Excerpt from a dataset:
########
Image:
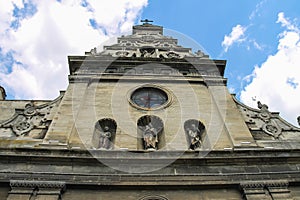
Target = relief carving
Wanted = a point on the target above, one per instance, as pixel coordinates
(266, 126)
(31, 122)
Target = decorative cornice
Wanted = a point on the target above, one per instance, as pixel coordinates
(39, 184)
(255, 184)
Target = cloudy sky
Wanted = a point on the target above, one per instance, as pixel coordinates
(258, 38)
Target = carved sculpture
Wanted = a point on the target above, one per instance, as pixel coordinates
(150, 137)
(266, 126)
(104, 134)
(194, 130)
(150, 128)
(31, 122)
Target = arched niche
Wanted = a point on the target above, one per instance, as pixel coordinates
(104, 134)
(150, 133)
(194, 132)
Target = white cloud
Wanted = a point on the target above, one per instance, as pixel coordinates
(276, 81)
(41, 43)
(236, 36)
(256, 12)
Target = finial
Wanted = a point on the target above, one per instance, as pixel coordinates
(146, 21)
(262, 106)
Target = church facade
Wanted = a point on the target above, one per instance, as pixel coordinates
(146, 119)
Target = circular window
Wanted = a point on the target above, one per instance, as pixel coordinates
(149, 98)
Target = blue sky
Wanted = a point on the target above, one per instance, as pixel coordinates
(258, 38)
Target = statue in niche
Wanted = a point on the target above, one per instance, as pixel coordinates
(104, 134)
(195, 140)
(147, 52)
(150, 132)
(150, 137)
(194, 130)
(104, 140)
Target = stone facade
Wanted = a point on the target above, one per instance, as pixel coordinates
(146, 119)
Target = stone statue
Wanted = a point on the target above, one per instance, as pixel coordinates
(261, 106)
(104, 141)
(195, 138)
(150, 137)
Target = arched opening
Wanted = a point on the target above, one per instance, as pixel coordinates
(150, 133)
(194, 132)
(104, 134)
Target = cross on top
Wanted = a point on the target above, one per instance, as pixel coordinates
(146, 21)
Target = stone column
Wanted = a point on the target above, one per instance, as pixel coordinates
(37, 190)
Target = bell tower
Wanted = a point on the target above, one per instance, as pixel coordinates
(157, 95)
(146, 118)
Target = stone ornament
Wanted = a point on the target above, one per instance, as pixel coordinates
(104, 134)
(31, 122)
(266, 125)
(148, 43)
(150, 128)
(194, 130)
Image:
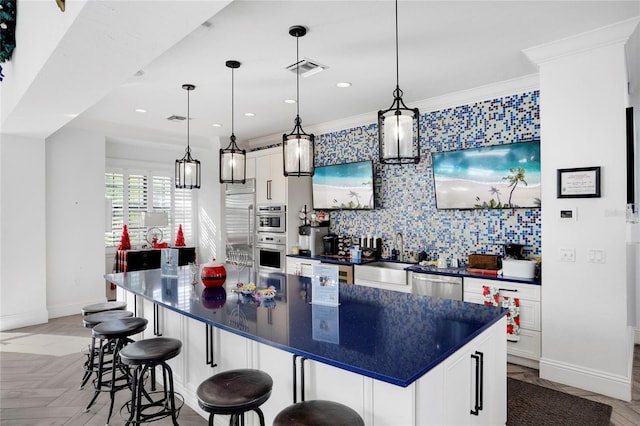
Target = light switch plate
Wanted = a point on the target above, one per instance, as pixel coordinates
(569, 214)
(595, 256)
(567, 254)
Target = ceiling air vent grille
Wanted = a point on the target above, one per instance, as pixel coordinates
(307, 67)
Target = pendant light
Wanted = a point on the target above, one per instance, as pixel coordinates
(188, 169)
(298, 146)
(232, 159)
(399, 126)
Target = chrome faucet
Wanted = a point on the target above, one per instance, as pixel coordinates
(395, 246)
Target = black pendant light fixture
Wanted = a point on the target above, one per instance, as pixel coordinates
(298, 146)
(232, 159)
(399, 126)
(188, 168)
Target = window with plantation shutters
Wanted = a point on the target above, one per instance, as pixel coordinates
(133, 194)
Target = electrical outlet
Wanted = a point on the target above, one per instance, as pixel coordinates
(595, 256)
(567, 255)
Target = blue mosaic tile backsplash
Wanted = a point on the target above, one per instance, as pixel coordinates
(405, 194)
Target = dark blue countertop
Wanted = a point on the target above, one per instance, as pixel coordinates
(391, 336)
(430, 269)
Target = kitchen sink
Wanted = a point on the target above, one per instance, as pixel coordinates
(381, 274)
(391, 265)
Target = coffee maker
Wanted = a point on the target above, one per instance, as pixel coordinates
(304, 237)
(330, 243)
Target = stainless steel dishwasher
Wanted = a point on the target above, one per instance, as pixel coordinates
(434, 285)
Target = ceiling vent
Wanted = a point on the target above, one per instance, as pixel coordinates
(307, 67)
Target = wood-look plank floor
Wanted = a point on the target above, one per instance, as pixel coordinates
(40, 370)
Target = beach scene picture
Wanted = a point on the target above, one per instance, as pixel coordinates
(495, 177)
(343, 186)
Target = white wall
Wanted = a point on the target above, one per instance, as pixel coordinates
(75, 220)
(23, 283)
(586, 341)
(210, 199)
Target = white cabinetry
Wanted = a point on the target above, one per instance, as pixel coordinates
(270, 180)
(445, 395)
(527, 350)
(299, 266)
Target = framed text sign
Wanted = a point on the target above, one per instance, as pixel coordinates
(583, 182)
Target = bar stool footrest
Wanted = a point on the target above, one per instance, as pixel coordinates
(154, 410)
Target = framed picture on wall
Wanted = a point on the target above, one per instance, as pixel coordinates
(581, 182)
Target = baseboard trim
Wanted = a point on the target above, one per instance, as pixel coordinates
(584, 378)
(24, 319)
(525, 362)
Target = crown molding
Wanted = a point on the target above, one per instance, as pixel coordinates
(617, 33)
(500, 89)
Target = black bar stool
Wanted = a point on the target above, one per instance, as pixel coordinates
(90, 321)
(112, 375)
(318, 413)
(235, 392)
(144, 355)
(103, 306)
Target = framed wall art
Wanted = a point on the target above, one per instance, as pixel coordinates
(581, 182)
########
▸ Exercise goal: Set the listing down in full and exactly. Pictures within it should not appear in the copy.

▸ Solution:
Image:
Target = relief carving
Wanted = a point on the target above, one per instance, as pixel coordinates
(266, 126)
(31, 122)
Target = decorative cornice
Wanted = a point on the target above, one per instance, as pixel coordinates
(39, 184)
(255, 184)
Target = cloudy sky
Wanted = a point on the target above, one per instance, as pixel coordinates
(258, 38)
Target = carved sculpture
Wanted = a point on the target above, one per instance, as pixel coordinates
(150, 137)
(266, 126)
(104, 134)
(194, 130)
(150, 128)
(31, 122)
Target = arched niche
Wanted = a point on the target above, one per instance, as pixel coordinates
(104, 134)
(150, 133)
(194, 132)
Target = white cloud
Wanted = a point on the target above, one per instance, as pixel coordinates
(276, 81)
(41, 43)
(236, 36)
(256, 12)
Target = finial
Wanted = a point on the target above, one per instance, as pixel coordinates
(146, 21)
(262, 106)
Target = church facade
Wanted = a point on the target above, one per instance, as pixel coordinates
(146, 119)
Target = circular window
Wanted = a point on the target above, one per instance, as pixel coordinates
(149, 98)
Target = blue sky
Wanted = a point on the target above, one per instance, as pixel coordinates
(258, 38)
Target = statue in niche
Wanted = a point on the target above, one per instance, as pixel coordinates
(104, 134)
(195, 140)
(147, 52)
(150, 132)
(150, 137)
(194, 130)
(104, 140)
Target = stone facade
Wanted = a point on the target above, one per instance, as pixel coordinates
(146, 119)
Target = stone statue
Wanted = a point on the target above, one per instance, as pixel coordinates
(261, 106)
(104, 141)
(195, 138)
(150, 137)
Target = arched opening
Wanted = a point on the target above, one per instance, as pixel coordinates
(150, 133)
(194, 132)
(104, 134)
Target = cross on top
Wanted = a point on the target above, one per instance, as pixel coordinates
(146, 21)
Target = stone column
Wanted = a point on the target above, one per instance, as pixel coordinates
(37, 190)
Target = bell tower
Wanted = a point on the target above, one per instance, as pixel coordinates
(157, 95)
(146, 118)
Target = stone ornament
Wanted = a point on the target above, one per instance, as pixel coordinates
(104, 134)
(31, 122)
(266, 125)
(148, 43)
(150, 128)
(194, 130)
Image:
Target = light switch plate
Wanted = a point on the target above, one per instance, as pixel coordinates
(569, 214)
(595, 256)
(567, 254)
Target = ceiling air vent grille
Wanted = a point on the target above, one per instance, as pixel coordinates
(307, 67)
Target = pendant light
Wanted = a point on the target above, one per instance, as pixel coordinates
(188, 169)
(298, 146)
(232, 159)
(399, 126)
Target = chrome faucet
Wanted = a point on the target above, one per instance, as pixel coordinates
(395, 246)
Target = black pendant light fixture
Wanted = a point on the target above, one per instance, as pixel coordinates
(298, 146)
(232, 159)
(399, 126)
(188, 168)
Target = window with plantation shutters
Wanted = a point on the target above, one per instance, as pixel coordinates
(133, 194)
Target = electrical outlet
Wanted = a point on the target above, one per instance, as pixel coordinates
(595, 256)
(567, 255)
Target = blue mosaic tile backsplash
Wanted = a point on the target above, one per instance, as pixel coordinates
(405, 194)
Target = dark blue countertop
Wanted = a point on the target above, one per instance, as pixel coordinates
(391, 336)
(430, 269)
Target = kitchen sink
Wanted = a point on the target above, one per instance, as pixel coordinates
(381, 274)
(391, 265)
Target = coffee maker
Wanted = a point on the target above, one per instance, as pixel coordinates
(304, 237)
(330, 243)
Target = stainless steel dishwasher
Wanted = a point on the target above, one per instance, as pixel coordinates
(434, 285)
Target = ceiling vent
Wanted = a point on the target above, one per instance, as pixel coordinates
(307, 67)
Target = wood-look plank floor
Wanted = a point on the target above, one per instance, as pixel coordinates
(40, 370)
Target = beach scene picture
Wanted = a point on the target above, one per instance, as pixel coordinates
(495, 177)
(343, 186)
Target = white wall
Wanted = a point on the target above, one per instance, as pixel coordinates
(75, 220)
(23, 283)
(586, 341)
(210, 199)
Target = white cabinetry
Wanted = a point on the target above, one per instance, as pixel coordinates
(270, 180)
(445, 395)
(527, 350)
(299, 266)
Target = framed text sign
Wanted = a point on the target above, one per instance, as pixel coordinates
(583, 182)
Target = bar stool footrest
Wanted = a point on the target above, one per instance, as pixel coordinates
(154, 410)
Target = framed picture on wall
Wanted = a point on the target above, one per instance, as pixel coordinates
(581, 182)
Target = baseboard trim
Wanted = a point on the target above, one per instance, as pixel coordinates
(584, 378)
(24, 319)
(525, 362)
Target = crown molding
Wanted = a point on the target above, one per instance, as pixel coordinates
(617, 33)
(500, 89)
Target = black bar stool
Wanted = a point on the target above, one per instance, as pixel coordinates
(90, 321)
(112, 375)
(318, 413)
(235, 392)
(144, 355)
(103, 306)
Target = framed wall art
Wanted = a point on the target above, one per instance, as pixel coordinates
(581, 182)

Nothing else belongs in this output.